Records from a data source
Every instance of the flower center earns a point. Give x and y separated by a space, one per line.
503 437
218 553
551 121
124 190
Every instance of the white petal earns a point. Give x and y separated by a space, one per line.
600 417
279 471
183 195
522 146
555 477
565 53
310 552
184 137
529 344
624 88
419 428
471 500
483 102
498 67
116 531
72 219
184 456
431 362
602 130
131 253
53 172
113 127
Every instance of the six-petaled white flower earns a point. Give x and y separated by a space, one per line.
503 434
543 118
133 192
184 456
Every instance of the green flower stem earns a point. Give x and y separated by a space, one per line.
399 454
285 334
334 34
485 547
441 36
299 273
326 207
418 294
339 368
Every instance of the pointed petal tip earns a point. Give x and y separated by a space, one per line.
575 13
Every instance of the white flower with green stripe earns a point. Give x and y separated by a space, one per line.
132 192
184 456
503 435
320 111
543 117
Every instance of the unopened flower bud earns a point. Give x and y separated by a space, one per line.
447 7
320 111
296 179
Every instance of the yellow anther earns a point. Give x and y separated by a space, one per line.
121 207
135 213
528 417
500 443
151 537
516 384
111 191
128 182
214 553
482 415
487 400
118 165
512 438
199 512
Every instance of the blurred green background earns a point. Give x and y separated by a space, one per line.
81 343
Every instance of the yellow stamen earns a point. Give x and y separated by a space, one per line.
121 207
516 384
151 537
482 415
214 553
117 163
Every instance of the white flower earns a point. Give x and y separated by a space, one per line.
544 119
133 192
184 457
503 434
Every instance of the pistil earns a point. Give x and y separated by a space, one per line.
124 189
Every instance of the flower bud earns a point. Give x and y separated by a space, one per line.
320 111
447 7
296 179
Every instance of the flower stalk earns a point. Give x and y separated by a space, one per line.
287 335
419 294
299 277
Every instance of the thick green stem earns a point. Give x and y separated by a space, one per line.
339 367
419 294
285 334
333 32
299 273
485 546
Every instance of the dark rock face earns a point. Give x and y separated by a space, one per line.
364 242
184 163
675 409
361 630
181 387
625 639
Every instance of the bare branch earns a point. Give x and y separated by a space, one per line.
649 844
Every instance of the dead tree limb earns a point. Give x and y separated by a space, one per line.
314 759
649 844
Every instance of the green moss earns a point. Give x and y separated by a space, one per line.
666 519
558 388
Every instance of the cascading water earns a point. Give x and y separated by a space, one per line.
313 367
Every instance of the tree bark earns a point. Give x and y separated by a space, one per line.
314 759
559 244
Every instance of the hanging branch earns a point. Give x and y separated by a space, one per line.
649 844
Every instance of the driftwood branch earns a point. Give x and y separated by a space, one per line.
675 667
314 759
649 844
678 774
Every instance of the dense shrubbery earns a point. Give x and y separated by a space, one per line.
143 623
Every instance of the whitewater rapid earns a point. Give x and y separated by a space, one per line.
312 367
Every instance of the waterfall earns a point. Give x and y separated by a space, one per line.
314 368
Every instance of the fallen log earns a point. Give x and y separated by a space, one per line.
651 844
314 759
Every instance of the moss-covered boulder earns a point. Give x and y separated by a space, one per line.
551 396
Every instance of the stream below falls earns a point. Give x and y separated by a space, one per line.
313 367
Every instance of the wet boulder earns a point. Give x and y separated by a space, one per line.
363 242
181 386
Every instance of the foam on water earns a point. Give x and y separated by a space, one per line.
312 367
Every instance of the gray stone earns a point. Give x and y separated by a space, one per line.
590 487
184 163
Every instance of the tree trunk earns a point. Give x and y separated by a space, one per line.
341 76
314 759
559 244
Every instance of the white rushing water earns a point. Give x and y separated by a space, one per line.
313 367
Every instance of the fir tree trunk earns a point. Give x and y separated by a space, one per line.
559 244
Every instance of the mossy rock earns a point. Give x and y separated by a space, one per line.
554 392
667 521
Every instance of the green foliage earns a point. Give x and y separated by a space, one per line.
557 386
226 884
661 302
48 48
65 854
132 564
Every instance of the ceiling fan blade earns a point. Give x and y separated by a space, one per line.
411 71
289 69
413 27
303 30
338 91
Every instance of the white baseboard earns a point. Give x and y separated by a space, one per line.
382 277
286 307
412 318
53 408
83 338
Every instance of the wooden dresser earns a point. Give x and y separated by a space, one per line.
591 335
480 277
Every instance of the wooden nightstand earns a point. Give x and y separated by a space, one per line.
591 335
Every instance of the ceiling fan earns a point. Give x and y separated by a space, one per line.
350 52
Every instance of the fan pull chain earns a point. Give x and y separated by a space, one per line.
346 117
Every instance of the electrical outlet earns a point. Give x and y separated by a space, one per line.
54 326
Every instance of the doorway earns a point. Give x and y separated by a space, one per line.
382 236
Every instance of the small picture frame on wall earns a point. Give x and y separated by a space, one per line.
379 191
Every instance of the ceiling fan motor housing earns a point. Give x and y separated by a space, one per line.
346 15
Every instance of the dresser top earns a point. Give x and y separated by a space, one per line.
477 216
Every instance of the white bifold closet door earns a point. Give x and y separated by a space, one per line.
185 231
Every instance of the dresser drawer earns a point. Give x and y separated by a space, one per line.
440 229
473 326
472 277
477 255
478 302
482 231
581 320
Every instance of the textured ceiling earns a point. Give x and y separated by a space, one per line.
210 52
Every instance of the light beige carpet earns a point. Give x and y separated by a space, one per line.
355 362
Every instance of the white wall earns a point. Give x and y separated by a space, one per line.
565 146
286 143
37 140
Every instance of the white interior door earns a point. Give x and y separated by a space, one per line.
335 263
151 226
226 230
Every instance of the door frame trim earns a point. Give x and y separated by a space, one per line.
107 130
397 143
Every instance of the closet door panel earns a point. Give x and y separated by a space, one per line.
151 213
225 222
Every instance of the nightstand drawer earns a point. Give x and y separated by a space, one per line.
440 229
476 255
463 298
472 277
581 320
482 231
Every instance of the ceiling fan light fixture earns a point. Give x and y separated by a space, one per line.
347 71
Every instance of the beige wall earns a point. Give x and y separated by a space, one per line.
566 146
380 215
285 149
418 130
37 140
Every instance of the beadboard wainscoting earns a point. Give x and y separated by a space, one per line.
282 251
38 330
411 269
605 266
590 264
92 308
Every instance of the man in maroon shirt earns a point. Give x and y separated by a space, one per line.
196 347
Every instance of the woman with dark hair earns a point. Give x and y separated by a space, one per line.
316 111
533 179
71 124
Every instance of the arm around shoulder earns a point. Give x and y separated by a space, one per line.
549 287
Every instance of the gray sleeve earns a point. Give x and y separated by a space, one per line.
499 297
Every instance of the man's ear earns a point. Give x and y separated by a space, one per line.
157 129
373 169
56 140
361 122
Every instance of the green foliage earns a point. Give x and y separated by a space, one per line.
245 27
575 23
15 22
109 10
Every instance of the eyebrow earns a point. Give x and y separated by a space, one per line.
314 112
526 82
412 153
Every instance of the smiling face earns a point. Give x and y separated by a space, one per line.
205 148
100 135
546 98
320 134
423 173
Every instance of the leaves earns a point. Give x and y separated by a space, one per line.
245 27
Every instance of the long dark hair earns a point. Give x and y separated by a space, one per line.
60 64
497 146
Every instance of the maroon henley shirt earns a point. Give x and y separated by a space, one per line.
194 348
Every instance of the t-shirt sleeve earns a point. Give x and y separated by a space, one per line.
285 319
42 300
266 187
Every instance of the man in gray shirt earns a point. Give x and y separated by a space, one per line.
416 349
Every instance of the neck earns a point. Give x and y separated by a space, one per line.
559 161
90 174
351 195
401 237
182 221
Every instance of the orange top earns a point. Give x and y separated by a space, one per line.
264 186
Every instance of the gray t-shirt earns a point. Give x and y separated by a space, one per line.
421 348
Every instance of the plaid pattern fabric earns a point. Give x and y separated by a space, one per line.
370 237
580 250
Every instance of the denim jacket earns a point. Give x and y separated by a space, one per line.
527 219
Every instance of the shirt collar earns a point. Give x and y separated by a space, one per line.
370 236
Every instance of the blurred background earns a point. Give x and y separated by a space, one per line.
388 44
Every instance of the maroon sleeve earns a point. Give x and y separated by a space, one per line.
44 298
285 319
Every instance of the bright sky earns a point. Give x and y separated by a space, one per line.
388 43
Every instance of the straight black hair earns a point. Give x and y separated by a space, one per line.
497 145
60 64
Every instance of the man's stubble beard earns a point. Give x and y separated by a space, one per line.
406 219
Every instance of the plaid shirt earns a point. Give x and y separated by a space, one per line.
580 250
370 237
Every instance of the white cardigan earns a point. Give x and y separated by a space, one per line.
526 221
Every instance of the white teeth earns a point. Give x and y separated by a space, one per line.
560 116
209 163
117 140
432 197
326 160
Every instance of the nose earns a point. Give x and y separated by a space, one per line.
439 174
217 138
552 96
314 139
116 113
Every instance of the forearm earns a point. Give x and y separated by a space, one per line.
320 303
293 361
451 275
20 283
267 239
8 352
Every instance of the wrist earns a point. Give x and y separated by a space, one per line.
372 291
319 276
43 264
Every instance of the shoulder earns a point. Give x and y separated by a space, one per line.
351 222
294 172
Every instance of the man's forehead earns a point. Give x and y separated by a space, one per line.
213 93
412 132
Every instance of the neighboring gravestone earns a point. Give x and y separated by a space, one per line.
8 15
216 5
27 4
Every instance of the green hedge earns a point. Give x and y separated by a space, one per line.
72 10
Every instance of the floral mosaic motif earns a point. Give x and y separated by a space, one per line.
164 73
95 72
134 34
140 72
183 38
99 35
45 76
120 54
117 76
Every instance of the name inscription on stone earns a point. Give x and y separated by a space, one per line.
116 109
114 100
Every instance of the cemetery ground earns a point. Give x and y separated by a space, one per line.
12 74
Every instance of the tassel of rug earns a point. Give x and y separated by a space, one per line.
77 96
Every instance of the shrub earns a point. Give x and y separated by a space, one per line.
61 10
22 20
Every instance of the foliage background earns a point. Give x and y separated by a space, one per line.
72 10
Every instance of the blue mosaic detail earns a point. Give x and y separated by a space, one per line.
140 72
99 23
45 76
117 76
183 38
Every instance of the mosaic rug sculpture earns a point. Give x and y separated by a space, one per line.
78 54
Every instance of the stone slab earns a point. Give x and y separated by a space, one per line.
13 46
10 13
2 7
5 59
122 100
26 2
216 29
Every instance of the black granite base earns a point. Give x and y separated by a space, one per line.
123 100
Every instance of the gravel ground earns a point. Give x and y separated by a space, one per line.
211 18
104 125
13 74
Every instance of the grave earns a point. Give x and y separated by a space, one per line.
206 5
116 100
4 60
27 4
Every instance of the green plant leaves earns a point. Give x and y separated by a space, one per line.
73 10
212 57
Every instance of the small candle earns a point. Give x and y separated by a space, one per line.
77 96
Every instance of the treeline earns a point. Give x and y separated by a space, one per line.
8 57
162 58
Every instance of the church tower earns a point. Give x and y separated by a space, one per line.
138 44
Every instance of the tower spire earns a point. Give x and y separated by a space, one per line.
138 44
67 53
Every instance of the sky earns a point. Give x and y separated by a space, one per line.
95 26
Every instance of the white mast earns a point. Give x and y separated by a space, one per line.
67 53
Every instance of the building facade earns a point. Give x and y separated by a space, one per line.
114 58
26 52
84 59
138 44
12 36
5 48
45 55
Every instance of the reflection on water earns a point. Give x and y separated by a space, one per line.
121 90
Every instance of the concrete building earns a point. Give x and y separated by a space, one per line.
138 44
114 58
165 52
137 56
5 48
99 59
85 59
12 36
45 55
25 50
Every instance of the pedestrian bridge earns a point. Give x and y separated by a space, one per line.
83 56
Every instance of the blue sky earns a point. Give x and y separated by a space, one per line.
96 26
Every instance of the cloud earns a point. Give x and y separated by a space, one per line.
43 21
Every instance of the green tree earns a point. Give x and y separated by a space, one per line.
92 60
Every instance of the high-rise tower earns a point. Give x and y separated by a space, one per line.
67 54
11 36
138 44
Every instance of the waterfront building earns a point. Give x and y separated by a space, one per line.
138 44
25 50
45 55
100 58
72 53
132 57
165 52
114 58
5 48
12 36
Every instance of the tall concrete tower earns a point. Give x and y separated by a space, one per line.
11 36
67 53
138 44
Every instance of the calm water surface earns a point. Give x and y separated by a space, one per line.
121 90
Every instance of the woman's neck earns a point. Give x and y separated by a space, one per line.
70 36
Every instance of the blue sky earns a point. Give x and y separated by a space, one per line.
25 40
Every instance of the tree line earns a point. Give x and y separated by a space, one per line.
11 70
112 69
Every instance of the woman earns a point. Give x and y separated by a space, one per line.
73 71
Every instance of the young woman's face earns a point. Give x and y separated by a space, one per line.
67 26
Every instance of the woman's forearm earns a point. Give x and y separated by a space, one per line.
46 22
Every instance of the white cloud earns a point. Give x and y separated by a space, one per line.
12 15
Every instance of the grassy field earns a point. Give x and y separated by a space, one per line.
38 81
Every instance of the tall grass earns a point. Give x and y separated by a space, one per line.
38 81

* WHAT IS BEING ASKED: Please convert the lines of the items from the line containing "Every instance of the calm" through the end of the items, inclusive, into a Markdown table with columns n and Line. Omit blank lines.

* SOLUTION FOR THIS TASK:
| n | Line |
|---|---|
| 1 | Every instance of the calm water surface earns a point. Give x and y separated by a space, one per line. |
| 2 | 121 90 |
| 3 | Every instance of the woman's neck earns a point. Give x and y separated by a space, one per line. |
| 4 | 70 36 |
| 5 | Every instance of the blue sky earns a point. Give x and y separated by a space, one per line. |
| 6 | 25 40 |
| 7 | Every instance of the tree line earns a point. Give x and y separated by a space, one per line. |
| 8 | 11 70 |
| 9 | 112 69 |
| 10 | Every instance of the woman earns a point. Give x and y separated by a space, one per line. |
| 11 | 73 71 |
| 12 | Every instance of the young woman's face earns a point. Give x and y separated by a space, one per line. |
| 13 | 67 26 |
| 14 | Every instance of the woman's forearm earns a point. Give x and y separated by a space, one per line. |
| 15 | 46 22 |
| 16 | Every instance of the white cloud earns a point. Give x and y separated by a space, one per line. |
| 17 | 12 15 |
| 18 | Every instance of the grassy field earns a point. Give x and y separated by a space, one per line. |
| 19 | 38 81 |
| 20 | Every instance of the tall grass earns a point. Give x and y separated by a space, one per line. |
| 21 | 38 81 |